-- CHALLENGE --
Write out exactly the lines from the one containing "the yellow sleeve" through the last line of the records below, including both.

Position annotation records
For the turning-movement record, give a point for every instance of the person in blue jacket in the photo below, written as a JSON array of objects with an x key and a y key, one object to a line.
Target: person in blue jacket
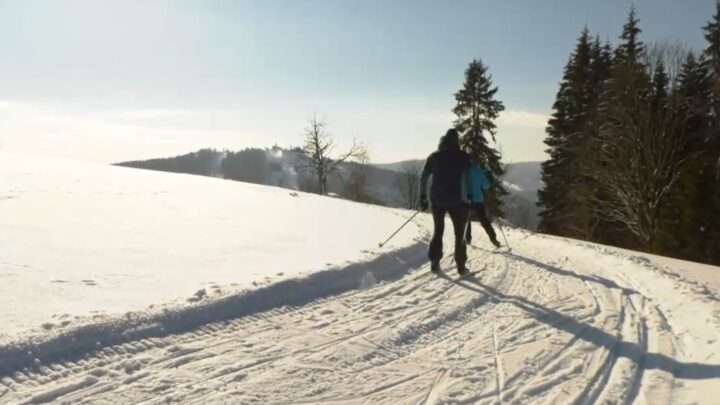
[{"x": 478, "y": 183}]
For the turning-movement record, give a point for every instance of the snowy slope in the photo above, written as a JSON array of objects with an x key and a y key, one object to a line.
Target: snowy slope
[
  {"x": 93, "y": 240},
  {"x": 553, "y": 321}
]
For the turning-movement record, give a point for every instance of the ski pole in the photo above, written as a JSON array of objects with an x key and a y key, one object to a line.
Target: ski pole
[
  {"x": 398, "y": 230},
  {"x": 504, "y": 237}
]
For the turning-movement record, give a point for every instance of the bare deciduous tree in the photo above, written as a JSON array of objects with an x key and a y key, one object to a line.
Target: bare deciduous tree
[
  {"x": 356, "y": 186},
  {"x": 645, "y": 152},
  {"x": 319, "y": 146},
  {"x": 671, "y": 54}
]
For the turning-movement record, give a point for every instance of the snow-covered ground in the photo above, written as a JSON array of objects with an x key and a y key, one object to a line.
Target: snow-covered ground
[{"x": 126, "y": 286}]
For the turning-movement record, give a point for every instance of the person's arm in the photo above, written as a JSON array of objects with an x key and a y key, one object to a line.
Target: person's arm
[
  {"x": 427, "y": 171},
  {"x": 465, "y": 187}
]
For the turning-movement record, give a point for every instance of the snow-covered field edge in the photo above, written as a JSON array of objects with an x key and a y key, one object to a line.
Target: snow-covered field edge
[{"x": 32, "y": 351}]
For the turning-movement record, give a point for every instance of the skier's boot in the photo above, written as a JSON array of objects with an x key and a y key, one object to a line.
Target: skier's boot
[{"x": 435, "y": 266}]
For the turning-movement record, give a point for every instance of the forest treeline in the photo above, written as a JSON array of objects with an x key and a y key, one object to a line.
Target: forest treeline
[{"x": 634, "y": 145}]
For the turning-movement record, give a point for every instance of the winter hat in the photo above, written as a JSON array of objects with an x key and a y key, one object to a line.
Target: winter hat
[{"x": 451, "y": 140}]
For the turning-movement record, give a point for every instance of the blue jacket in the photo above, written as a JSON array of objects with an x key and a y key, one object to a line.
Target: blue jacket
[{"x": 478, "y": 181}]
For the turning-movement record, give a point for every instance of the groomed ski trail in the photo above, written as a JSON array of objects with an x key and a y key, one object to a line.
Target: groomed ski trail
[{"x": 522, "y": 329}]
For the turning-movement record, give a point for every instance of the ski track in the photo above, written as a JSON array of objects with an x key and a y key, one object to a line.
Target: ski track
[{"x": 514, "y": 332}]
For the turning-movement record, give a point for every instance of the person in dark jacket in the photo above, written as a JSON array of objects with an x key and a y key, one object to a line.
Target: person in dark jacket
[
  {"x": 448, "y": 167},
  {"x": 478, "y": 184}
]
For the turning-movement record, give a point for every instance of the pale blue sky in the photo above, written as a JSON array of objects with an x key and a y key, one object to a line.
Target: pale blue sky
[{"x": 124, "y": 79}]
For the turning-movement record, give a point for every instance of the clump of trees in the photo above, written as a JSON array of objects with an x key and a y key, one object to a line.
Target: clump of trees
[
  {"x": 319, "y": 148},
  {"x": 634, "y": 145}
]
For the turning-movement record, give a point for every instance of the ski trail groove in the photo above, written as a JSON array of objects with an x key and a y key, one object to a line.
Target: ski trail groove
[{"x": 522, "y": 330}]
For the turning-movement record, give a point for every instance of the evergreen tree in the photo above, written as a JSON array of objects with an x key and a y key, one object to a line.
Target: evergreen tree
[
  {"x": 476, "y": 110},
  {"x": 562, "y": 198},
  {"x": 710, "y": 152},
  {"x": 644, "y": 148}
]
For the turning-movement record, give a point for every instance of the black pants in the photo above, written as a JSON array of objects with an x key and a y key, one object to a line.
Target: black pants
[
  {"x": 479, "y": 210},
  {"x": 459, "y": 216}
]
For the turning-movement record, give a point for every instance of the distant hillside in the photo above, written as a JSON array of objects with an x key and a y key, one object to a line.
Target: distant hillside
[
  {"x": 283, "y": 168},
  {"x": 390, "y": 184}
]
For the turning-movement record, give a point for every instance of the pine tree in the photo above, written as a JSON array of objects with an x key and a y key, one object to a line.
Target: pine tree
[
  {"x": 643, "y": 148},
  {"x": 710, "y": 152},
  {"x": 660, "y": 83},
  {"x": 476, "y": 110},
  {"x": 562, "y": 198}
]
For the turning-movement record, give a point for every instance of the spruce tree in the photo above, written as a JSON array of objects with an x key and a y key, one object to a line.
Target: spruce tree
[
  {"x": 643, "y": 148},
  {"x": 476, "y": 110},
  {"x": 562, "y": 199}
]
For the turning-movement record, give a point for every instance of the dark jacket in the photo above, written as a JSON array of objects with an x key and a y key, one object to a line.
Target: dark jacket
[{"x": 448, "y": 167}]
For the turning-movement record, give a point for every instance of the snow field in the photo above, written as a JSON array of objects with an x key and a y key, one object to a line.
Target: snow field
[{"x": 554, "y": 321}]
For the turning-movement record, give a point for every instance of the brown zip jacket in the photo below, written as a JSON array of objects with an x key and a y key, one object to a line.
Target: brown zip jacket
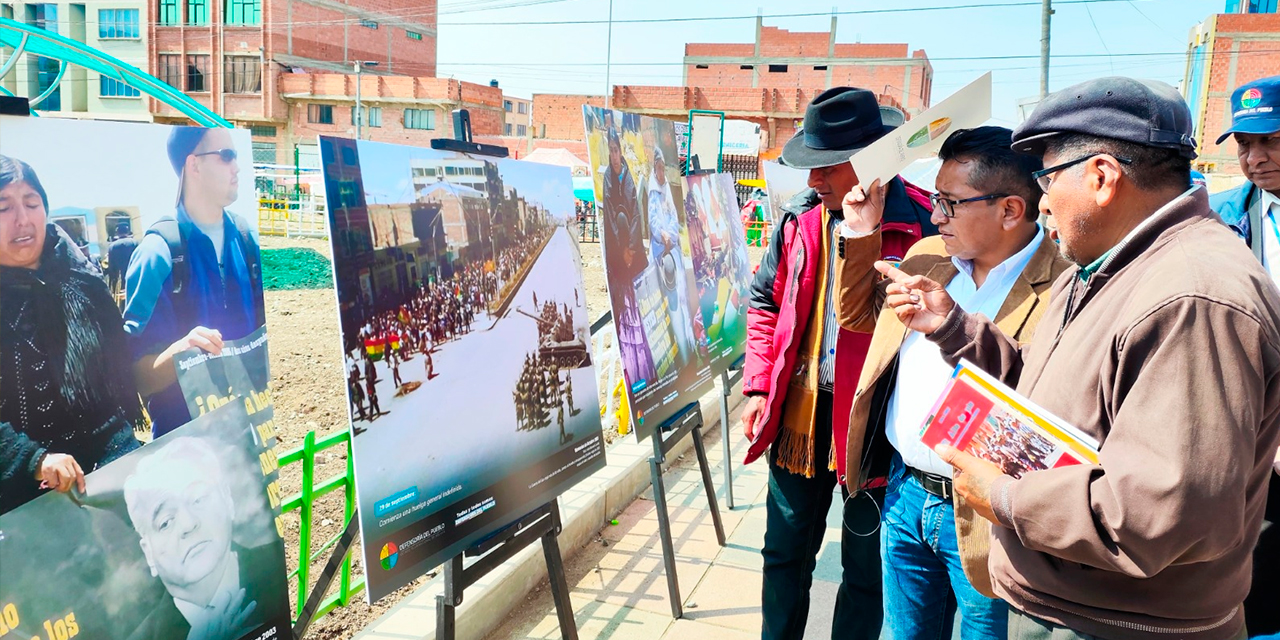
[
  {"x": 1170, "y": 356},
  {"x": 862, "y": 311}
]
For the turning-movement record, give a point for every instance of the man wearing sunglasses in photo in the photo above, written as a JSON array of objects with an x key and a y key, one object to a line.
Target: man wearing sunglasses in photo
[
  {"x": 993, "y": 257},
  {"x": 195, "y": 279}
]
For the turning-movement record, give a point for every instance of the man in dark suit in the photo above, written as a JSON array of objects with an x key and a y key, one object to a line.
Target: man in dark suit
[{"x": 182, "y": 508}]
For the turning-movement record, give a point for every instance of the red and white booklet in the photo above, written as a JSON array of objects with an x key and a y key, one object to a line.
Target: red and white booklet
[{"x": 982, "y": 416}]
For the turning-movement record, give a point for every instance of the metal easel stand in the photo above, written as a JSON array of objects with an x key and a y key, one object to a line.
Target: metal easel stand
[
  {"x": 727, "y": 380},
  {"x": 543, "y": 524},
  {"x": 330, "y": 571},
  {"x": 688, "y": 421}
]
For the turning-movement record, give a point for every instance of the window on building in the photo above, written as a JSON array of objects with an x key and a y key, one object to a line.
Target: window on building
[
  {"x": 243, "y": 12},
  {"x": 197, "y": 72},
  {"x": 117, "y": 23},
  {"x": 169, "y": 69},
  {"x": 168, "y": 14},
  {"x": 112, "y": 87},
  {"x": 197, "y": 13},
  {"x": 264, "y": 152},
  {"x": 242, "y": 74},
  {"x": 420, "y": 119},
  {"x": 44, "y": 16},
  {"x": 320, "y": 114},
  {"x": 373, "y": 115}
]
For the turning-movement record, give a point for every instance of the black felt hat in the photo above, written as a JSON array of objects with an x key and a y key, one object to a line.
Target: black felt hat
[{"x": 837, "y": 123}]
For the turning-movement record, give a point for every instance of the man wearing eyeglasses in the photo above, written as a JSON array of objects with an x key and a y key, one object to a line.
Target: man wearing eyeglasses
[
  {"x": 1164, "y": 344},
  {"x": 1253, "y": 210},
  {"x": 996, "y": 260},
  {"x": 195, "y": 279}
]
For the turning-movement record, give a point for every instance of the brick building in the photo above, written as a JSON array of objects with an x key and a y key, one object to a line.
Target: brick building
[
  {"x": 519, "y": 119},
  {"x": 240, "y": 58},
  {"x": 401, "y": 109},
  {"x": 1223, "y": 53},
  {"x": 771, "y": 81}
]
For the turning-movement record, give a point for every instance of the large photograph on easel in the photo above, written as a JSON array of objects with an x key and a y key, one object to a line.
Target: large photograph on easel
[
  {"x": 721, "y": 266},
  {"x": 131, "y": 304},
  {"x": 663, "y": 343},
  {"x": 177, "y": 539},
  {"x": 467, "y": 346}
]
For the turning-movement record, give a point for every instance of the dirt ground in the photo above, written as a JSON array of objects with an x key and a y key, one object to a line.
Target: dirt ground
[{"x": 310, "y": 396}]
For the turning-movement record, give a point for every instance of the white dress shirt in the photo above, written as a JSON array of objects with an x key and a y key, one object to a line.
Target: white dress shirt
[
  {"x": 1266, "y": 233},
  {"x": 922, "y": 374}
]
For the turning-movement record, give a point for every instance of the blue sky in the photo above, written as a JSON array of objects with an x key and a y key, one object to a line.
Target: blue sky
[
  {"x": 1144, "y": 39},
  {"x": 385, "y": 173}
]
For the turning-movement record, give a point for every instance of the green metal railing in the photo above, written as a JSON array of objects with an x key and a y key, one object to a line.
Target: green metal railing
[{"x": 305, "y": 501}]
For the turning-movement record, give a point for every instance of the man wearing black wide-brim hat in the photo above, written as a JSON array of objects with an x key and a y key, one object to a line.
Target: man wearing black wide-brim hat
[
  {"x": 798, "y": 407},
  {"x": 1164, "y": 347}
]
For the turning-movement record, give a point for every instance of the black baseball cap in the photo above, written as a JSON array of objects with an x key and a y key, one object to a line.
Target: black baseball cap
[
  {"x": 1255, "y": 108},
  {"x": 1147, "y": 113}
]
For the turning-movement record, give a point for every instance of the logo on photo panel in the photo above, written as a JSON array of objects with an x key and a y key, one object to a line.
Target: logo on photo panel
[{"x": 389, "y": 554}]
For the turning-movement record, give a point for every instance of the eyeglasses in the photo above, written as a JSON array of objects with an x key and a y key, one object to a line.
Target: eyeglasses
[
  {"x": 949, "y": 206},
  {"x": 1045, "y": 177},
  {"x": 227, "y": 155}
]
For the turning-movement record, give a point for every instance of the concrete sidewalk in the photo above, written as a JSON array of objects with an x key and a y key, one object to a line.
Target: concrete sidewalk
[{"x": 618, "y": 585}]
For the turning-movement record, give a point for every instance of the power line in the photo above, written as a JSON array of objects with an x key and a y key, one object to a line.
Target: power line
[{"x": 777, "y": 16}]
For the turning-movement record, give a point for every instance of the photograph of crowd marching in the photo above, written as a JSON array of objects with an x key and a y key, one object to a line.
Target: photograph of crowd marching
[
  {"x": 464, "y": 323},
  {"x": 721, "y": 265},
  {"x": 115, "y": 261},
  {"x": 647, "y": 252}
]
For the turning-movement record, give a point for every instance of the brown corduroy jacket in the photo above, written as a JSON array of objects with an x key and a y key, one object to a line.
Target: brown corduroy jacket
[{"x": 862, "y": 297}]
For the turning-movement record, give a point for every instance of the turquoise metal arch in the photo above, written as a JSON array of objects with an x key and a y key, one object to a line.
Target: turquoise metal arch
[{"x": 24, "y": 39}]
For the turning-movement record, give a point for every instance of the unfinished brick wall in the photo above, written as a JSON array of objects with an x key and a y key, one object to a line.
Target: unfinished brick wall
[
  {"x": 1246, "y": 48},
  {"x": 560, "y": 117}
]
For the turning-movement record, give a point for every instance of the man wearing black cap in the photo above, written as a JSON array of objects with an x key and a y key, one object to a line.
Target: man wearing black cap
[
  {"x": 1165, "y": 348},
  {"x": 798, "y": 407},
  {"x": 195, "y": 279},
  {"x": 1253, "y": 210}
]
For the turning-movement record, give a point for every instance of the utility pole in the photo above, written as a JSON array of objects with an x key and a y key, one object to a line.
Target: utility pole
[
  {"x": 359, "y": 119},
  {"x": 608, "y": 62},
  {"x": 1046, "y": 13},
  {"x": 360, "y": 109}
]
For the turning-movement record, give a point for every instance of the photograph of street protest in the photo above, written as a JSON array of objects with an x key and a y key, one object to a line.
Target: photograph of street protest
[
  {"x": 174, "y": 540},
  {"x": 721, "y": 266},
  {"x": 467, "y": 346},
  {"x": 662, "y": 339},
  {"x": 150, "y": 233},
  {"x": 1013, "y": 446}
]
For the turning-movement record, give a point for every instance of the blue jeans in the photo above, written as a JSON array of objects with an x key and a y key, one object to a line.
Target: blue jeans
[
  {"x": 924, "y": 581},
  {"x": 796, "y": 521}
]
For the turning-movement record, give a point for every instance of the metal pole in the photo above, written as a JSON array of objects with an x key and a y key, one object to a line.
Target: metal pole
[
  {"x": 608, "y": 62},
  {"x": 1046, "y": 13},
  {"x": 357, "y": 97}
]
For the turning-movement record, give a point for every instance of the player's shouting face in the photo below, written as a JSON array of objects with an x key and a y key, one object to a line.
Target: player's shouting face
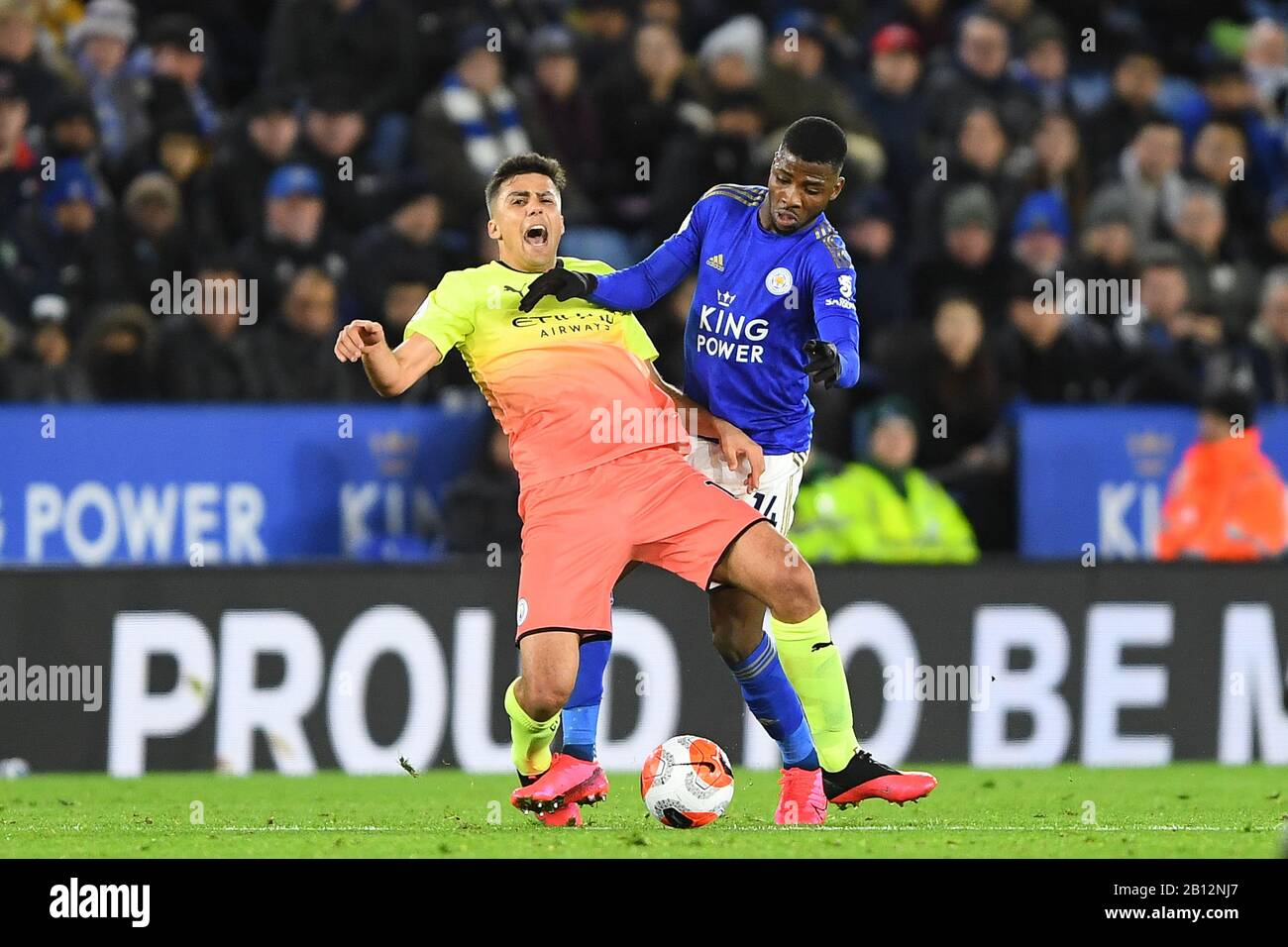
[
  {"x": 799, "y": 191},
  {"x": 527, "y": 221}
]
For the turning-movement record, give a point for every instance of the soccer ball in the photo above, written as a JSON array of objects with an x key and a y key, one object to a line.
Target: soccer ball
[{"x": 687, "y": 783}]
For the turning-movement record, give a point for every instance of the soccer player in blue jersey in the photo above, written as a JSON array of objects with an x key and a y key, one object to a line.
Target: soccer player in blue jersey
[{"x": 773, "y": 311}]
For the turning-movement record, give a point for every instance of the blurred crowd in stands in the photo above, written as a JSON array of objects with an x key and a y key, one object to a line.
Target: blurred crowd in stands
[{"x": 1132, "y": 153}]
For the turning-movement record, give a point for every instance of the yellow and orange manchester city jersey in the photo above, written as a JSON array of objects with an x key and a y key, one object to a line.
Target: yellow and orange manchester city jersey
[{"x": 568, "y": 381}]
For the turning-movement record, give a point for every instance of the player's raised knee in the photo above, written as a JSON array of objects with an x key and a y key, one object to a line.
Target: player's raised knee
[{"x": 798, "y": 591}]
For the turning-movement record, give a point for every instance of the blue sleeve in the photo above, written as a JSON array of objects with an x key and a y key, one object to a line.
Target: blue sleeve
[
  {"x": 640, "y": 286},
  {"x": 836, "y": 316}
]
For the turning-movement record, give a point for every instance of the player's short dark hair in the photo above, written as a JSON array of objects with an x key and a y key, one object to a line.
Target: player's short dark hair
[
  {"x": 815, "y": 140},
  {"x": 528, "y": 162}
]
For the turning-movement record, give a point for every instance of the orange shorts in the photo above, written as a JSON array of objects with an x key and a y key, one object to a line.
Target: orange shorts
[{"x": 580, "y": 531}]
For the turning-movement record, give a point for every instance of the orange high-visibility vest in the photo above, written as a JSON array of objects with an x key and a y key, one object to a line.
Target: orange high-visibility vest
[{"x": 1225, "y": 501}]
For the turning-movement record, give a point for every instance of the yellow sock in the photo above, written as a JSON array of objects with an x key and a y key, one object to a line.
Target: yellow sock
[
  {"x": 818, "y": 677},
  {"x": 529, "y": 740}
]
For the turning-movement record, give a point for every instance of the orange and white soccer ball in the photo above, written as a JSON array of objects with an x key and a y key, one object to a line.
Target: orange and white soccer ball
[{"x": 687, "y": 783}]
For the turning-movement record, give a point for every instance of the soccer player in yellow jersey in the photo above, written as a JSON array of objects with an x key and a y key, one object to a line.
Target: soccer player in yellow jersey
[{"x": 595, "y": 437}]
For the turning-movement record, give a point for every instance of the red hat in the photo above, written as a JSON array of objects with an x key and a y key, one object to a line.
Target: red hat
[{"x": 896, "y": 38}]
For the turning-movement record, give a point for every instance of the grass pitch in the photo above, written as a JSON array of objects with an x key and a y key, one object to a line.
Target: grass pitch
[{"x": 1065, "y": 812}]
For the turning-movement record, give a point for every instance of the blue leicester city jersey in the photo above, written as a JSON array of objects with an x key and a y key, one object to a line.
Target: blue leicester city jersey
[{"x": 760, "y": 296}]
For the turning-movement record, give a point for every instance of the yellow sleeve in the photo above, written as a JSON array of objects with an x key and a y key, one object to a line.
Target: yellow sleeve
[
  {"x": 447, "y": 315},
  {"x": 636, "y": 339}
]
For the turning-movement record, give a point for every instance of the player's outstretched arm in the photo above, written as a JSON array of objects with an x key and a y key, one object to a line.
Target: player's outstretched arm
[
  {"x": 390, "y": 371},
  {"x": 735, "y": 445}
]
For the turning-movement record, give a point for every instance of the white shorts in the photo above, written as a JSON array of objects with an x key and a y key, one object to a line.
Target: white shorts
[{"x": 773, "y": 499}]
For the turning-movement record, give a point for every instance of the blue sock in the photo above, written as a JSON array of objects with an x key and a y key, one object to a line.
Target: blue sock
[
  {"x": 581, "y": 712},
  {"x": 776, "y": 705}
]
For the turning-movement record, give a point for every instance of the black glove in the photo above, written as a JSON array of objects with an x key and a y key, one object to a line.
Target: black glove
[
  {"x": 824, "y": 363},
  {"x": 559, "y": 282}
]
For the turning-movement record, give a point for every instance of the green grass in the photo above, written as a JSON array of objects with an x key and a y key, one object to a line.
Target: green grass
[{"x": 1180, "y": 810}]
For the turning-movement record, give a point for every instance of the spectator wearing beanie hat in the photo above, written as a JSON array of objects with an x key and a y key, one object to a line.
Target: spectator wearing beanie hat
[
  {"x": 256, "y": 147},
  {"x": 65, "y": 245},
  {"x": 99, "y": 46}
]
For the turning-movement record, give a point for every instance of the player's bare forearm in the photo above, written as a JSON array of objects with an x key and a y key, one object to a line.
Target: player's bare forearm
[
  {"x": 390, "y": 371},
  {"x": 382, "y": 369}
]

-- RESULT OF THIS EXERCISE --
For the turning-movement record, give a point for every instance of the yellow sleeve in the photo above, written as a JSON array of objects with an x key and a y key, one object to a line.
Target: yellow sleeve
[
  {"x": 447, "y": 315},
  {"x": 636, "y": 339}
]
For the turning-movement record, give a point for every instance of the player's outstretched arm in the photo above, written as a JSON array of objects with an x key and a y key, one object to a line.
Target: player's outstretched arm
[
  {"x": 390, "y": 371},
  {"x": 735, "y": 445}
]
For the turning-movement record, give a point for every instance of the white shorts in the photo above, written as a JSON array of objects with an x key and a y key, one object to a line.
Target: white shorts
[{"x": 773, "y": 499}]
For the turning-movement record, give a point for every instance of the blue sock in the photo above, written as a JSON array of objects with an x key and a y key, one object to a line.
Target: blue sock
[
  {"x": 581, "y": 712},
  {"x": 776, "y": 705}
]
For the turning-movement record, give a point for every instance of the black glove in the photo above, written as a JSON array of objects with an x key and a y key, one object to a line.
Target: black glove
[
  {"x": 824, "y": 363},
  {"x": 559, "y": 282}
]
For the turning-movement record, give a point for every instance of the green grass in the photo above, written as a JSON array of objects with an x key and a y key, one object to a line.
Target: green grass
[{"x": 1180, "y": 810}]
For the turning-movement record, give a point for every instance of the spectator wearing beanie hat in the photo above, written as a JSON array of objects with an x key and a y key, one object to a line.
Target: spectator wearing beanie hat
[
  {"x": 256, "y": 147},
  {"x": 65, "y": 245},
  {"x": 99, "y": 46}
]
For the turning-movement record, give a point for every instance of the player's bare forearm in the photo above, written as a JSON array of objects with an x key and a y key, one object to a line.
Target: player's bare forearm
[
  {"x": 390, "y": 371},
  {"x": 382, "y": 369}
]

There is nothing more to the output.